__Document text__:
Katia Forbert Petersen (born 6 February 1949) is a Polish-Danish cinematographer, film director, producer, and writer, known for her work on the Danish-language films En fremmed piges dagbog (1989), Behind the Mountains (2004), and My Iranian Paradise (2008), among others.

Petersen has been involved in approximately 150 documentary and feature films over her career, and has done work for Zweites Deutsches Fernsehen in Germany and the National Film Board of Canada.

Career
The daughter of Polish engineer and cinematographer Wladyslaw Forbert, Petersen spent her early career studying cinematography at the National Film School in Łódź, Poland. In response to the mounting anti-Semitic political crisis in Poland, Petersen emigrated to Denmark, where she held dual citizenship, after receiving her degree in 1969.

Petersen joined the Danish Film Institute in 1973. Soon after, she managed cinematography for three feminist feature films: the Danish film Take It Like a Man, Madam (1975), and two German films: The Power of Men is the Patience of Women (1978) and Redupers: The All-Round Reduced Personality (1978). Since then, she has filmed and directed numerous feature and documentary productions in Denmark and abroad.

Petersen is a frequent collaborator of fellow Danish women directors Annette Mari Olsen and Mette Knudsen.  In 1988, Petersen and Olsen founded the production company Sfinx Film/TV, through which the duo continues to produce films together.

__Written request__: From the text about Katia Forbert Petersen, write out the passage starting with "Katia Forbert Petersen" and going on through "(2008), among others.", word for word. The data that follows has no connection to the text about Katia Forbert Petersen.

__Entries provided__:
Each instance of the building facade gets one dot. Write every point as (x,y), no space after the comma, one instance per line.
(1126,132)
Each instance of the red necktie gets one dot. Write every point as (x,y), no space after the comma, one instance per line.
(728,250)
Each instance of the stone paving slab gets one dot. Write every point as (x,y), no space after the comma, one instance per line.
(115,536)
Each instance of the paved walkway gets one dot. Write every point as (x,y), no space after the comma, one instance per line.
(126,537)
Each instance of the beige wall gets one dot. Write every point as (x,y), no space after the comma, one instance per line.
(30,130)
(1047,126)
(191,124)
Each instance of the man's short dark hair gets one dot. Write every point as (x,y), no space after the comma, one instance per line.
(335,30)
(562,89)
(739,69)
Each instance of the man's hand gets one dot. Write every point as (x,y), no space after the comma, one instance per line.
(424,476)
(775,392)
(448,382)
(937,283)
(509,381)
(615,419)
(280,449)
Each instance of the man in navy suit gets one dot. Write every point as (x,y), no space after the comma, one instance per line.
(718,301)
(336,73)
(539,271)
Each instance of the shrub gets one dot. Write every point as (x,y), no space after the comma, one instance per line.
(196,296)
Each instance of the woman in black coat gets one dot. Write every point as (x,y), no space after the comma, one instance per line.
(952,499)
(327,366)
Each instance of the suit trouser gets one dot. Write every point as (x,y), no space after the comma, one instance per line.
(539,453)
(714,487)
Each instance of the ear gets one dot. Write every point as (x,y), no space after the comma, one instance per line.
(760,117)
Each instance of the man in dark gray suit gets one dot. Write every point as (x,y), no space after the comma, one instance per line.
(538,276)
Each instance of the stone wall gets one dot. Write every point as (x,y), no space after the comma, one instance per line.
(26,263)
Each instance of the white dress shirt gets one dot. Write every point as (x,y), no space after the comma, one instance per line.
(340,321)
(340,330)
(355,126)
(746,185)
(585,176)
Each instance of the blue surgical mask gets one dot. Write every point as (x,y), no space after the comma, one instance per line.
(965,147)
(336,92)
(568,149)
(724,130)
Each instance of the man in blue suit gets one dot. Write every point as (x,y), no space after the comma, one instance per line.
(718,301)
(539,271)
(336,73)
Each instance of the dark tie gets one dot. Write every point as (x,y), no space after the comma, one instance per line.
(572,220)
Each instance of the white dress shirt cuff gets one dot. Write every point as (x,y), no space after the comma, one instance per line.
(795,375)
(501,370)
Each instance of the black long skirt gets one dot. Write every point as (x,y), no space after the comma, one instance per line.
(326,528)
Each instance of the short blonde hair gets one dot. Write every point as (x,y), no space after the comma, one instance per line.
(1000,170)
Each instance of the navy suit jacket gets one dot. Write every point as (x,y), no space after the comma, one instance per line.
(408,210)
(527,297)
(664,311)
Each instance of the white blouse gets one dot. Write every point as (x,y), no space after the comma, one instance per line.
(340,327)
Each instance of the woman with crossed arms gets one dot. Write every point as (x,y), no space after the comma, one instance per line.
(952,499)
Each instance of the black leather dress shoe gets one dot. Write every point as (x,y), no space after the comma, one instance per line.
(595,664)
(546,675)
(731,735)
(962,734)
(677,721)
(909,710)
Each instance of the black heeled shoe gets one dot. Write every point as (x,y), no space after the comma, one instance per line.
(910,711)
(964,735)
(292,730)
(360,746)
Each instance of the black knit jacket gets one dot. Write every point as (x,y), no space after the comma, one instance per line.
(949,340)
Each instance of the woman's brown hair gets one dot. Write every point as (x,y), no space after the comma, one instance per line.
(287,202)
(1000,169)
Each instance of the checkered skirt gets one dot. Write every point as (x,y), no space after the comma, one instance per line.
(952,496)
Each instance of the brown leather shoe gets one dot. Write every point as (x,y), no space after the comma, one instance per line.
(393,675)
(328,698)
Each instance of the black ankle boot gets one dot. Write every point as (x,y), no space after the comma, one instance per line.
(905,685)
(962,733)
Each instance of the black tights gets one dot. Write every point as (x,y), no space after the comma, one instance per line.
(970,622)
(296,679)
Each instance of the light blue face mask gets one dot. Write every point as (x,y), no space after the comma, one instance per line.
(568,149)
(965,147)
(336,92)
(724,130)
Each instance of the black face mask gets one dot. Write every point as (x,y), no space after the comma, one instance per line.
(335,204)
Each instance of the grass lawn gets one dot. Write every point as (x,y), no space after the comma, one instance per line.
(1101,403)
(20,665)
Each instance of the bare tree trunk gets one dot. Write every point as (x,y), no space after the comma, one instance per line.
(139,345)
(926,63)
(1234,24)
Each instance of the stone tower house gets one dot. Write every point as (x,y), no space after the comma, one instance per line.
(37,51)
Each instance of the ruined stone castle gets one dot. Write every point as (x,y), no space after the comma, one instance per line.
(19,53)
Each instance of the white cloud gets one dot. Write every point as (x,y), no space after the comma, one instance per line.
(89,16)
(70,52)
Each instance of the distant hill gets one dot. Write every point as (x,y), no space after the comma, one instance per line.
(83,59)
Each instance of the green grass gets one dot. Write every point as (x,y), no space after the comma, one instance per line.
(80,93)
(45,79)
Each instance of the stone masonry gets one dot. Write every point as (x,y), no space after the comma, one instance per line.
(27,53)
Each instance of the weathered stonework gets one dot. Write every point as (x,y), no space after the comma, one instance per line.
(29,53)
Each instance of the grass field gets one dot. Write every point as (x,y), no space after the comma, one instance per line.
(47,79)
==
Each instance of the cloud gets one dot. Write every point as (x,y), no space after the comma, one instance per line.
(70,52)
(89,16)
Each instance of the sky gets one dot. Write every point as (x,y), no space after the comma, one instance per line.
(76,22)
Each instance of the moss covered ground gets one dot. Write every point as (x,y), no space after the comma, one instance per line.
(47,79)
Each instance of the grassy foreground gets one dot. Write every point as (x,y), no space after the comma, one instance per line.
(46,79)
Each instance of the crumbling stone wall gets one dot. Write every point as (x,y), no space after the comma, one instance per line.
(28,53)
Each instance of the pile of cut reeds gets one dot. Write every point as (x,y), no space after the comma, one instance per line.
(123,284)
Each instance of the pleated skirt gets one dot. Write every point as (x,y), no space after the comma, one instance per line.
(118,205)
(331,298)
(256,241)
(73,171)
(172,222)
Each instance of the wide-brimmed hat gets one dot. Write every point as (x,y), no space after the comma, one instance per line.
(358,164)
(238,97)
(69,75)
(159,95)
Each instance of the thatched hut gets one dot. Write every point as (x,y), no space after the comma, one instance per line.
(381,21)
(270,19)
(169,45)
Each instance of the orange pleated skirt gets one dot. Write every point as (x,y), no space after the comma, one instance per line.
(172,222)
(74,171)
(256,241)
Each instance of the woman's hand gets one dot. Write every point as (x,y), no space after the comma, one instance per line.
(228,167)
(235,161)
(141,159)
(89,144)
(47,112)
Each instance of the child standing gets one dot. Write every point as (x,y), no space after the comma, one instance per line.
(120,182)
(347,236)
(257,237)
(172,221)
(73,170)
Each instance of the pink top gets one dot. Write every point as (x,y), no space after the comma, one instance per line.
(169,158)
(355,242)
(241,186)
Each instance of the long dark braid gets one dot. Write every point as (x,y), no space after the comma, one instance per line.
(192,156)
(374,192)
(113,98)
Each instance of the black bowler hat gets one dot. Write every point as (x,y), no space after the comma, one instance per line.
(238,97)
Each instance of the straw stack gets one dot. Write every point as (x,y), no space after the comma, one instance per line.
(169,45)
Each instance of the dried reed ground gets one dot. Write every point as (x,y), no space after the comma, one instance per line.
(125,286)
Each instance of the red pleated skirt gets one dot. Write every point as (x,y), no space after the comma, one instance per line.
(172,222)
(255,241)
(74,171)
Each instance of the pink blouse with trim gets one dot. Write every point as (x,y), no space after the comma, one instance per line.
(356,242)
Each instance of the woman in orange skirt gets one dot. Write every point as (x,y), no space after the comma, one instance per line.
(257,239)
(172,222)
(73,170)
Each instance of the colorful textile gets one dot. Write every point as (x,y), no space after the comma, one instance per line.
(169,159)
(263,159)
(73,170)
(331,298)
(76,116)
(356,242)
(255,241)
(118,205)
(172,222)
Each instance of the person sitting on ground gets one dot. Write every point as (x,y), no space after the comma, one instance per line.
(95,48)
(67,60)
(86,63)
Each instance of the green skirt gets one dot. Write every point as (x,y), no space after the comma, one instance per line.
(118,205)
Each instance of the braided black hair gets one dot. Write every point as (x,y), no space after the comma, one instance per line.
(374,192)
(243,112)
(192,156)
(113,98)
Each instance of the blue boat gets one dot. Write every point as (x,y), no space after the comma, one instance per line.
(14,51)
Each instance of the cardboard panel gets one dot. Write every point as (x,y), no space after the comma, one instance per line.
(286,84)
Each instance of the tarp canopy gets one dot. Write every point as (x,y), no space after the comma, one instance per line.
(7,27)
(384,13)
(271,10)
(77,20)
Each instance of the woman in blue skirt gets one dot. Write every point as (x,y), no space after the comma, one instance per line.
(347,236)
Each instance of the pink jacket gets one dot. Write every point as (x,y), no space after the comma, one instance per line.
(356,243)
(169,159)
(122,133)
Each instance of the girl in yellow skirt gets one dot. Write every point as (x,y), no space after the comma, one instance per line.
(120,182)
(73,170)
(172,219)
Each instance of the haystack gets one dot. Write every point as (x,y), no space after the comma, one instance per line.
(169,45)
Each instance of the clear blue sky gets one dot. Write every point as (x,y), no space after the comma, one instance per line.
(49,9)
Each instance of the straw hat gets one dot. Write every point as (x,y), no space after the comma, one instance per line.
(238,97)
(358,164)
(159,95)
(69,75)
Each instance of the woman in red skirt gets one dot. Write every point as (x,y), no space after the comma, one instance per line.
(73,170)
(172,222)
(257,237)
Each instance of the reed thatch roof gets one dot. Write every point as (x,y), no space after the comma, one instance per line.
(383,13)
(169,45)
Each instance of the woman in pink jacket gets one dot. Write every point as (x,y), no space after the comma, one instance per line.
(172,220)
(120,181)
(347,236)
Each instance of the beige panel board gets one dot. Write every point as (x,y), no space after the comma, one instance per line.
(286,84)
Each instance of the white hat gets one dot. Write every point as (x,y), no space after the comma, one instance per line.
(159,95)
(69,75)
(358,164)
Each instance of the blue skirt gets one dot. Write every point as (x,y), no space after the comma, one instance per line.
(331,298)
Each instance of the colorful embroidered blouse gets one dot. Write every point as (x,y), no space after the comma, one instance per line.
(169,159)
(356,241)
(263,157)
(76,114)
==
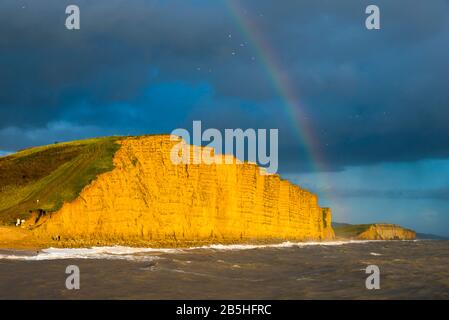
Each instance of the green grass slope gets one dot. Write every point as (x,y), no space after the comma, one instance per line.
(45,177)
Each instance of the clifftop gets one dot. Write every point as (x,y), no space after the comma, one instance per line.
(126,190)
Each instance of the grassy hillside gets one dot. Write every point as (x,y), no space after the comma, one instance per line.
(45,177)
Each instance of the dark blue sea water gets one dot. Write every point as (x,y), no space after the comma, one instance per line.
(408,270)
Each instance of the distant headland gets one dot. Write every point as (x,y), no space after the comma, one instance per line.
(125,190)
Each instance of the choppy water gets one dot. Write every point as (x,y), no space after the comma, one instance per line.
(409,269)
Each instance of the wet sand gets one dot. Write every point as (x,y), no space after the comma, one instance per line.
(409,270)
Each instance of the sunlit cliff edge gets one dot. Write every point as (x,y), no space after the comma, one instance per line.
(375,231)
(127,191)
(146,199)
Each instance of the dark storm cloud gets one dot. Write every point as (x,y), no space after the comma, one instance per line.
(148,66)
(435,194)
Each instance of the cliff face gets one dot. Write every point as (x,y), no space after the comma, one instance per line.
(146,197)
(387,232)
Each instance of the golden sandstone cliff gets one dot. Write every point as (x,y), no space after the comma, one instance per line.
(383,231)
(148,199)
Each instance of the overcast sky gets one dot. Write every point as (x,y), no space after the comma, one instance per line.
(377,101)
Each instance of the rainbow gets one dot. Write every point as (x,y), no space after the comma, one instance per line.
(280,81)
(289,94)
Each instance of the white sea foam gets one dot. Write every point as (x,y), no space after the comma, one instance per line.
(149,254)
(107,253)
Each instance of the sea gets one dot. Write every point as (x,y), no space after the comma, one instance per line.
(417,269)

__Task answer__:
Katia Forbert Petersen (born 6 February 1949) is a Polish-Danish cinematographer, film director, producer, and writer, known for her work on the Danish-language films En fremmed piges dagbog (1989), Behind the Mountains (2004), and My Iranian Paradise (2008), among others.